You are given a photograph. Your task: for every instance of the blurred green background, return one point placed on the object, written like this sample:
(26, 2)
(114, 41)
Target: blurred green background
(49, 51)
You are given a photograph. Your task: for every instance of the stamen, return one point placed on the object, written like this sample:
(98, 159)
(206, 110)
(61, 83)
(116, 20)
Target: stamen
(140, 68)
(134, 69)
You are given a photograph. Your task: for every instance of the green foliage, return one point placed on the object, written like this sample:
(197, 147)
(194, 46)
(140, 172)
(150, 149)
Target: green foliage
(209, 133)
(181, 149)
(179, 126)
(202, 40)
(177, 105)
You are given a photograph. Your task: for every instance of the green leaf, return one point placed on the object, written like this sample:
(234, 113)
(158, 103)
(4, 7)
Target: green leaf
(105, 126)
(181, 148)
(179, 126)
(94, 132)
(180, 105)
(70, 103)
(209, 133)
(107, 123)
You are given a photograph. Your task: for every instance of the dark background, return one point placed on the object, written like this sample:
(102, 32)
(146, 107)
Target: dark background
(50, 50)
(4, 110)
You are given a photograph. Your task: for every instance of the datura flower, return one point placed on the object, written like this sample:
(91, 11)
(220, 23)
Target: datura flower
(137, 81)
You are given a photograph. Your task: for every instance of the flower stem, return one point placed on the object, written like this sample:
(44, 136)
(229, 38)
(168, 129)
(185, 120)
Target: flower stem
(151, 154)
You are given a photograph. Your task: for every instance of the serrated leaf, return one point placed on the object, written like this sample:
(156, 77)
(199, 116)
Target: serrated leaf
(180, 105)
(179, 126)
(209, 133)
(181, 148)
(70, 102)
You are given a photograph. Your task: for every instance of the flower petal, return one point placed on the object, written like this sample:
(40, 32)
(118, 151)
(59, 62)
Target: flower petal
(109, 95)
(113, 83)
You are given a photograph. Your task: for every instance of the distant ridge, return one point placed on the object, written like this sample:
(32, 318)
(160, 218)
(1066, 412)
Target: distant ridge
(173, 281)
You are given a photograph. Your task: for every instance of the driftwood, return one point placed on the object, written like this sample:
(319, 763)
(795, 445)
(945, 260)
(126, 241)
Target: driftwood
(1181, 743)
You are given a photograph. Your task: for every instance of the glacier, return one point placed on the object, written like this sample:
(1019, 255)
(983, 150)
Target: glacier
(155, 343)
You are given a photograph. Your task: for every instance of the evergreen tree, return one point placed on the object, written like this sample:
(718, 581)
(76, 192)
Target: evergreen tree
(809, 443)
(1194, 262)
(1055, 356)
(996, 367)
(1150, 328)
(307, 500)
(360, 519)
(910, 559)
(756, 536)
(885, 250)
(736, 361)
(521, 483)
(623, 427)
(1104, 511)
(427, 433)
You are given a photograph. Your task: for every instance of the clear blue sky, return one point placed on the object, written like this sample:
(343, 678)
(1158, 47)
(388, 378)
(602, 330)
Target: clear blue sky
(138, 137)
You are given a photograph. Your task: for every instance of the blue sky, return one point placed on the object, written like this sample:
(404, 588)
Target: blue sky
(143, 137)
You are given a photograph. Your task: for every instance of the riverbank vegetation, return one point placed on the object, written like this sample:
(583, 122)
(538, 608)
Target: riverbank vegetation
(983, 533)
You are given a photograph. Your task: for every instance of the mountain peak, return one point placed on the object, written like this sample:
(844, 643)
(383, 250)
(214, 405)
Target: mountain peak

◇ ◇ ◇ ◇ ◇ ◇ ◇

• _WHAT THE TASK ASKS_
Reproduce each line of the material in which the string "mountain" occurs.

• _SOLUTION TO THIS PROBLEM_
You are given a photograph. Your task: for every instance of the mountain peak, return one point placed on the object, written like this sample:
Target: mountain peak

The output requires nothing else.